Text extract:
• • •

Base = declarative_base()

class Customer(Base):
    __tablename__ = 'customers'
    id = Column(Integer, primary_key=True)
    email = Column(String(255), unique=True, nullable=False)
    name = Column(String(255), nullable=False)
    orders = relationship("Order", back_populates="customer")

class Order(Base):
    __tablename__ = 'orders'
    id = Column(Integer, primary_key=True)
    customer_id = Column(Integer, ForeignKey('customers.id'), nullable=False)
    total_amount = Column(Numeric(10, 2), nullable=False)
    customer = relationship("Customer", back_populates="orders")

# ACID transaction
engine = create_engine('postgresql://user:password@localhost/db')
Session = sessionmaker(bind=engine)
session = Session()

try:
    # All operations execute atomically
    customer = session.query(Customer).filter_by(email='john@example.com').first()
    order = Order(customer_id=customer.id, total_amount=99.99)
    session.add(order)
    session.commit()  # Atomically commits all changes
except Exception as e:
    session.rollback()  # Any error rolls back everything
    raise
finally:
    session.close()

import (
    "database/sql"
    "fmt"
    _ "github.com/lib/pq"
)

func transferMoney(db *sql.DB, fromID, toID int, amount float64) error {
    tx, err := db.Begin()
    if err != nil {
        return err
    }
    defer tx.Rollback()
    
    // Debit from_account
    _, err = tx.Exec(
        "UPDATE accounts SET balance = balance - $1 WHERE id = $2",
        amount, fromID,
    )
    if err != nil {
        return err
    }
    
    // Credit to_account
    _, err = tx.Exec(
        "UPDATE accounts SET balance = balance + $1 WHERE id = $2",
        amount, toID,
    )
    if err != nil {
        return err
    }
    
    // Log transaction
    _, err = tx.Exec(
        "INSERT INTO transactions (from_id, to_id, amount) VALUES ($1, $2, $3)",
        fromID, toID, amount,
    )
    if err != nil {
        return err
    }
    
    return tx.Commit()  // Atomic commit
}

When to Use RDBMS / When Not to Use

Use RDBMS When

Transactional consistency is critical
Data has clear relational structure
Complex multi-table queries needed
ACID guarantees required (financial, healthcare)
Schema is relatively stable

Use NoSQL When

Eventual consistency acceptable
Massive horizontal scale needed (>10K writes/sec)

• • •

Exercise task 1:
Retype the lines of the listing below, starting at the line that contains "Labeling job #4072 — target category: distant" and ending at the line that contains "[164,49,176,84]", with both of those lines included.
The database passage and the listing below are unrelated material.

[Records from a dataset]

• • •

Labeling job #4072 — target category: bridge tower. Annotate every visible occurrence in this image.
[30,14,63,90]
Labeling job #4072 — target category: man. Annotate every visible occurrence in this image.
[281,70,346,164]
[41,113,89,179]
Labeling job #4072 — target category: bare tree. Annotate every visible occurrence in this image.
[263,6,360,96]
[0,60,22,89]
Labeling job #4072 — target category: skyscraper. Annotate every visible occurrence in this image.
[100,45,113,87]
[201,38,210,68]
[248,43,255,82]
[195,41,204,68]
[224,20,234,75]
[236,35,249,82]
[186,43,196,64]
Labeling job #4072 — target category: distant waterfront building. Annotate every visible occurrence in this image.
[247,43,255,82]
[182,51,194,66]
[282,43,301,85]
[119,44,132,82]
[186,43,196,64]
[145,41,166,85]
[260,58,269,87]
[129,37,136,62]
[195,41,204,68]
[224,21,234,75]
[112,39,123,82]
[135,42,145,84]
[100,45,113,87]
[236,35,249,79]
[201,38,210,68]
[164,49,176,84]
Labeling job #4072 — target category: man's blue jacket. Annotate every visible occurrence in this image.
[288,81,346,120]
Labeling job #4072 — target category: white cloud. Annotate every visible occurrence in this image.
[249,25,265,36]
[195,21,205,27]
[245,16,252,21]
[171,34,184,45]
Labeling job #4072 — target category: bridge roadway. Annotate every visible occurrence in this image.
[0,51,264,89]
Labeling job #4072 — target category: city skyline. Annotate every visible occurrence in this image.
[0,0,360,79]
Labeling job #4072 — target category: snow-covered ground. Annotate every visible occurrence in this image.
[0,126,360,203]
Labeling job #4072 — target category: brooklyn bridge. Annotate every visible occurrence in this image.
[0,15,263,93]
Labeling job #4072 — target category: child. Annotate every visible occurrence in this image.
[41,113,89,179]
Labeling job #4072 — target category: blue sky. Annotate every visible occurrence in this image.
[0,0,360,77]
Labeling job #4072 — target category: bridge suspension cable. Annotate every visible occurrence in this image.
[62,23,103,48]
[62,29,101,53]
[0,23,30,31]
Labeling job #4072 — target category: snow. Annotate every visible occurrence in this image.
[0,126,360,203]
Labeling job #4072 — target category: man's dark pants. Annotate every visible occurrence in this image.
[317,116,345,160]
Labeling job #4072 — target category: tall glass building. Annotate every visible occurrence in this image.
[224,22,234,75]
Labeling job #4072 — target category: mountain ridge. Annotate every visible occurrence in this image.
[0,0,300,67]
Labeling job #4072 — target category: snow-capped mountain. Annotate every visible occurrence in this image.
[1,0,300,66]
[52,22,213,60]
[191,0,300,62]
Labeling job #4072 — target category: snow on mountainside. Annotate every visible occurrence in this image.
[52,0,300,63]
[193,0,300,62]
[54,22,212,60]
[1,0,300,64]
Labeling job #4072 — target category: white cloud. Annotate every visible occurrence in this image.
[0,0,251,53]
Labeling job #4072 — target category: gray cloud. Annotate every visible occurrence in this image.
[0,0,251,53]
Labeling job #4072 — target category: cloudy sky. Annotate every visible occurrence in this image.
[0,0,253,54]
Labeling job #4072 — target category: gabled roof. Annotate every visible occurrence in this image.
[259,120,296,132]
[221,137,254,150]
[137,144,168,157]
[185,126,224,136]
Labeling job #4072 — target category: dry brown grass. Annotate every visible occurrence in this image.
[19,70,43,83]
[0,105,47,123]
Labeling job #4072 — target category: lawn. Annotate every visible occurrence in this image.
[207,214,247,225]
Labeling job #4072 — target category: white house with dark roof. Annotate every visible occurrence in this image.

• • •

Exercise task 2:
Echo the database passage word for word, starting at "Session = sessionmaker(bind=engine)" and ending at "session.add(order)".

Written answer 1:
Labeling job #4072 — target category: distant waterfront building. Annotate every visible occurrence in this image.
[247,43,255,82]
[182,51,194,66]
[282,43,301,85]
[119,44,132,82]
[186,43,196,64]
[145,41,166,85]
[260,58,269,87]
[129,37,136,62]
[195,41,204,68]
[224,21,234,75]
[112,39,123,82]
[135,42,145,84]
[100,45,113,87]
[236,35,249,79]
[201,38,210,68]
[164,49,176,84]

Written answer 2:
Session = sessionmaker(bind=engine)
session = Session()

try:
    # All operations execute atomically
    customer = session.query(Customer).filter_by(email='john@example.com').first()
    order = Order(customer_id=customer.id, total_amount=99.99)
    session.add(order)